> [Data]:
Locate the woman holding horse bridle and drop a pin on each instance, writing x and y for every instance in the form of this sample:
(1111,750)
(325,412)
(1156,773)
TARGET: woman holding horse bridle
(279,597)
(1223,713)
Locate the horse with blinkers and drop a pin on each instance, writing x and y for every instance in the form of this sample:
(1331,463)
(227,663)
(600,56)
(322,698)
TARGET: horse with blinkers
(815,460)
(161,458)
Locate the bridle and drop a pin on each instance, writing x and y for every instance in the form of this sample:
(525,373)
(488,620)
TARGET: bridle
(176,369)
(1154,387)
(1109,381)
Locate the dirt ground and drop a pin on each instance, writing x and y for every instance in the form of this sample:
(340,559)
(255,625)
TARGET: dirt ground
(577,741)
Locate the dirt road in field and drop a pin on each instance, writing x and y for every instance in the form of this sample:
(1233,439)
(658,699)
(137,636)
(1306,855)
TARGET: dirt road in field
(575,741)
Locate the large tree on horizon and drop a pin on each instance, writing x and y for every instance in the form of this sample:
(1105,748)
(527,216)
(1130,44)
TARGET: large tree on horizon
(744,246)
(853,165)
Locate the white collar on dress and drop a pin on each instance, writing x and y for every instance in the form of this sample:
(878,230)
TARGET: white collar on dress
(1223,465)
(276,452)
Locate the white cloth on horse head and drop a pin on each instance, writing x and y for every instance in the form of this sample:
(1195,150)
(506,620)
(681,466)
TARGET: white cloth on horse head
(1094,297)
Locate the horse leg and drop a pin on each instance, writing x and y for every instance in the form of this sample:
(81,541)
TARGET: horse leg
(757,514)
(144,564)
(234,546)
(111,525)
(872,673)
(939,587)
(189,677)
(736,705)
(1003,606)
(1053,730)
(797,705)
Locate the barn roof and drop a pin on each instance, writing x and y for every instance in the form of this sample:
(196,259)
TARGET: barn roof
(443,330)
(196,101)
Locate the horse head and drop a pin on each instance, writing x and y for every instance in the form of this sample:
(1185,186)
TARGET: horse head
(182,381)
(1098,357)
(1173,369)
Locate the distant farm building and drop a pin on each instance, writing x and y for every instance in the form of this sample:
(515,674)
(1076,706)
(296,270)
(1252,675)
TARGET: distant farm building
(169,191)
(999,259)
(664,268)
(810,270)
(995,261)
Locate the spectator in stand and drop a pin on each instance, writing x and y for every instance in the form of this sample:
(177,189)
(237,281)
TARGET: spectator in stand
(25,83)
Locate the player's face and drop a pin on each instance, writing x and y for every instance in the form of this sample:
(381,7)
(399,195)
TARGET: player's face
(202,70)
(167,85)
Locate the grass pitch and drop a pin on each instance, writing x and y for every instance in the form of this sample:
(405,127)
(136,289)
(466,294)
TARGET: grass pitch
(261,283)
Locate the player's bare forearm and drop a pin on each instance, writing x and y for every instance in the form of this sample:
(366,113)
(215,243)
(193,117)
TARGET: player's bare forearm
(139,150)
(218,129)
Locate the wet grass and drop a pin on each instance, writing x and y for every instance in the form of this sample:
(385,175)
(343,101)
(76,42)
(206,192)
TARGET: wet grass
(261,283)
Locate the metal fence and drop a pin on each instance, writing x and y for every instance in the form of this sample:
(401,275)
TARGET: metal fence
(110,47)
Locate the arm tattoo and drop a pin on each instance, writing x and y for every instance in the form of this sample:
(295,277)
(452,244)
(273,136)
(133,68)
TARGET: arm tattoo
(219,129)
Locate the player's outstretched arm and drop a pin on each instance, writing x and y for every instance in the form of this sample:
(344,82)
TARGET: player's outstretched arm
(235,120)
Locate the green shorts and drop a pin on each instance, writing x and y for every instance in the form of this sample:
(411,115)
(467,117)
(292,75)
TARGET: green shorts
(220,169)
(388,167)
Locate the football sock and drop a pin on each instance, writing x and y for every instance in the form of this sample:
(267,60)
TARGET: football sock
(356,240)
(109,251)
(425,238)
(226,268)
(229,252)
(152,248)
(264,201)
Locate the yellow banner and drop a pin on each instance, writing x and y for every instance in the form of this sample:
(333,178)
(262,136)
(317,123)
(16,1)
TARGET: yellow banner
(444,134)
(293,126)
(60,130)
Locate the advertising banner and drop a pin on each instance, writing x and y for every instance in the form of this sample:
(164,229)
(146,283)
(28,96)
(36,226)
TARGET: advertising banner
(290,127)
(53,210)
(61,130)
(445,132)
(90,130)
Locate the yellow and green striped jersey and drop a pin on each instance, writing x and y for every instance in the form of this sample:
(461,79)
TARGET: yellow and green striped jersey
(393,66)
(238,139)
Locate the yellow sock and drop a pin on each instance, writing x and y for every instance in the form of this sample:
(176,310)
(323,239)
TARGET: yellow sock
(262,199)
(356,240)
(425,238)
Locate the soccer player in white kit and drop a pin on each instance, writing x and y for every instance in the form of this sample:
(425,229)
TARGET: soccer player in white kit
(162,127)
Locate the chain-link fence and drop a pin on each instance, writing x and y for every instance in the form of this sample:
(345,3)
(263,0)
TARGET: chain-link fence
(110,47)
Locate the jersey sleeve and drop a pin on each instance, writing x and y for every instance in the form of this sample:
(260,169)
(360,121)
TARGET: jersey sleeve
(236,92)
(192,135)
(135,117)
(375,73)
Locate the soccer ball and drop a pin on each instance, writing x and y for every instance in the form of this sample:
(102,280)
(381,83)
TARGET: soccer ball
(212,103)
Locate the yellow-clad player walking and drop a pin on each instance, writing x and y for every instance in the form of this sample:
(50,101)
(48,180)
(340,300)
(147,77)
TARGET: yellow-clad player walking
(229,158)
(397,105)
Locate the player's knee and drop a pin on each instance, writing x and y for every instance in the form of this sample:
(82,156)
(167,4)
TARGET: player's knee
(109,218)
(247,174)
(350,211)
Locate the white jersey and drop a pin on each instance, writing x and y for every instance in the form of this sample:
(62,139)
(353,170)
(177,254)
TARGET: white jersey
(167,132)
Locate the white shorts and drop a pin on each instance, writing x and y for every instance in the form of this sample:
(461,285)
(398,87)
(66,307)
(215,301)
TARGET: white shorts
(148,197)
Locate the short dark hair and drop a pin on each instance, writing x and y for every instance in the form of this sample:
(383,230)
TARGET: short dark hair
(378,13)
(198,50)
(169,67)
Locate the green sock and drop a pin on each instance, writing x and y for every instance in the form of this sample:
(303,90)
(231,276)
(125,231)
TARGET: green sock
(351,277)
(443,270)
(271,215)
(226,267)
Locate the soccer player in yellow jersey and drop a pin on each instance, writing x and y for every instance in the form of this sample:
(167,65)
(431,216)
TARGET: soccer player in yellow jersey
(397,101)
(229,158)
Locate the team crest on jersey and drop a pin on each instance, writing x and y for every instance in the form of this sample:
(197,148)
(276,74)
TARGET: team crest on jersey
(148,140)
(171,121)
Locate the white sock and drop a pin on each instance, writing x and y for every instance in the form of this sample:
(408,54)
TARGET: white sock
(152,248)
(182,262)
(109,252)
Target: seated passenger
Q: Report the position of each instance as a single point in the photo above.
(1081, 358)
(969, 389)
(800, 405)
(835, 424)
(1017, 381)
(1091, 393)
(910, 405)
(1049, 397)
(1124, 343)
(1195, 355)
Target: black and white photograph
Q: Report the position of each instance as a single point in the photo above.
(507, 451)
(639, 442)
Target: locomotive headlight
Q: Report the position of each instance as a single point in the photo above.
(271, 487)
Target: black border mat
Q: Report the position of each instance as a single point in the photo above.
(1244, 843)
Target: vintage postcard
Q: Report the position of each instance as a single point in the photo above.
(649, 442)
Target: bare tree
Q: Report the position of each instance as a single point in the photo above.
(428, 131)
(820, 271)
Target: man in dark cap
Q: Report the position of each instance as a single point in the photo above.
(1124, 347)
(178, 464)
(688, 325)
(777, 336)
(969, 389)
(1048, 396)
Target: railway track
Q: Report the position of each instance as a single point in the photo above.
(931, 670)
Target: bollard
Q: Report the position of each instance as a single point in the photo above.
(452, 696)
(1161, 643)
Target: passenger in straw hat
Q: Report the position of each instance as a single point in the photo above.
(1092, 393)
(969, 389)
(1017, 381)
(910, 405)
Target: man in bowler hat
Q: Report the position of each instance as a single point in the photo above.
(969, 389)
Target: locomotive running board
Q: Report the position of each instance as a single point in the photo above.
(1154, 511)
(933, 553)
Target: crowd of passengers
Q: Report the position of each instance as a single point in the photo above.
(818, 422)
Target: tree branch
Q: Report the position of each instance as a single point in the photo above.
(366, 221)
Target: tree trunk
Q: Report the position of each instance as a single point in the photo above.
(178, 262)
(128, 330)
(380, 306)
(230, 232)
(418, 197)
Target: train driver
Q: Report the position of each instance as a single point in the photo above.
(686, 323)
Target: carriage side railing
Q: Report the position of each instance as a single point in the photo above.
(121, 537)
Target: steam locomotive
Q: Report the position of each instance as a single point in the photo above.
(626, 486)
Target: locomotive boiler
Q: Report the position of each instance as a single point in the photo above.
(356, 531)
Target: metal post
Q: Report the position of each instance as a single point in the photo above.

> [Directions for this task]:
Copy out the lines beginning at the one that contains "Target: locomotive running board". Stop at the final line of the data, and include it.

> [Reply]:
Target: locomotive running board
Q: Report the position of each instance as a single point in the photo above.
(1154, 511)
(933, 553)
Target: crowd of passengers
Q: Report the position of each instance as a single point in the photo above.
(818, 422)
Target: tree branch
Q: Report the position of each instance as a single point in the photo above.
(366, 221)
Target: tree trunk
Q: Report the position of each instance as a single point in the photo above.
(178, 262)
(128, 330)
(380, 306)
(230, 232)
(418, 197)
Target: train driver
Q: Report the position of each instance as a single point in the photo above.
(686, 323)
Target: carriage side railing
Q: Report the position of each instance as a single point in the photo above.
(121, 537)
Target: steam locomotive
Q: Report the position of each instance as a single point in the photo above.
(626, 486)
Target: locomotive boiler
Q: Report the position of each instance as a single point in the photo above.
(356, 531)
Target: metal post
Q: Report the position of each instance as a single point in the photo above.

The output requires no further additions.